**Short task:** Can you lay out, as a numbered list with blank lines omitted, the lines of the entries below from the one holding "Note to the class: locate the red" through the one holding "<point>472,370</point>", both included?

Entries from a pointing dataset:
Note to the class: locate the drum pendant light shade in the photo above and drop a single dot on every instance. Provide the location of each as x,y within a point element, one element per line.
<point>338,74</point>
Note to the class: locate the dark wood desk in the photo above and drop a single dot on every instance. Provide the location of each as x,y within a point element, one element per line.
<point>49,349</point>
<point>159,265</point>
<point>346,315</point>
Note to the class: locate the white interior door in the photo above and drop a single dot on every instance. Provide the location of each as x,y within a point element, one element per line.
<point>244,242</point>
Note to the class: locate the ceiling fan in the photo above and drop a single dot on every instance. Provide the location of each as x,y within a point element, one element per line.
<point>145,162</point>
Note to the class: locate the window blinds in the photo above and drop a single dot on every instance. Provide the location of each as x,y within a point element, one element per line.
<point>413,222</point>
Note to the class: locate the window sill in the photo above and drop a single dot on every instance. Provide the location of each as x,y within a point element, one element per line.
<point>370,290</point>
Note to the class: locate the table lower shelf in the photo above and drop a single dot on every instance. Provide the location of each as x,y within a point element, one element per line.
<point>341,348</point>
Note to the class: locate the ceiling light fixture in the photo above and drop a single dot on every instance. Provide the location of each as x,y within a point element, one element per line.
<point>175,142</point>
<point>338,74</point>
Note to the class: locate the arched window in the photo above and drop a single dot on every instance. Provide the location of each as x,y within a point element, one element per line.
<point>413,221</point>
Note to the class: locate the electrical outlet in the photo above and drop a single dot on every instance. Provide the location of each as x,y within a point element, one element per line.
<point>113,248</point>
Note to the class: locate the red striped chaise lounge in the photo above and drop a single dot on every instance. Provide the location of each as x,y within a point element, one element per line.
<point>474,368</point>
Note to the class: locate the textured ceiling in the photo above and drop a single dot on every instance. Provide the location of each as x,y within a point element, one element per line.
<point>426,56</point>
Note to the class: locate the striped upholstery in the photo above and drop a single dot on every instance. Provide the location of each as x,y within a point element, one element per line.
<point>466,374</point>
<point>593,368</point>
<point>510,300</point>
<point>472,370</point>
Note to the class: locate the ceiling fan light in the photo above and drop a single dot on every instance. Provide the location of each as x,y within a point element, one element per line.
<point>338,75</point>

**Result for this task:**
1. Note to the class: locate the red striped chaise lounge in the photo above and drop a single dot on every instance. Provide the location of each as x,y within a point element, one element per line.
2. <point>474,368</point>
3. Note to the class: locate the textured ceiling in the photo above and drop a single dot on every instance. Provide the location of each as x,y within a point element, one element per line.
4. <point>426,56</point>
5. Note to the class: locate the striped upholstery in the photo above and drop a single dot on every instance. Provide the location of each as x,y within a point element, one element per line.
6. <point>466,374</point>
7. <point>593,368</point>
8. <point>510,300</point>
9. <point>472,370</point>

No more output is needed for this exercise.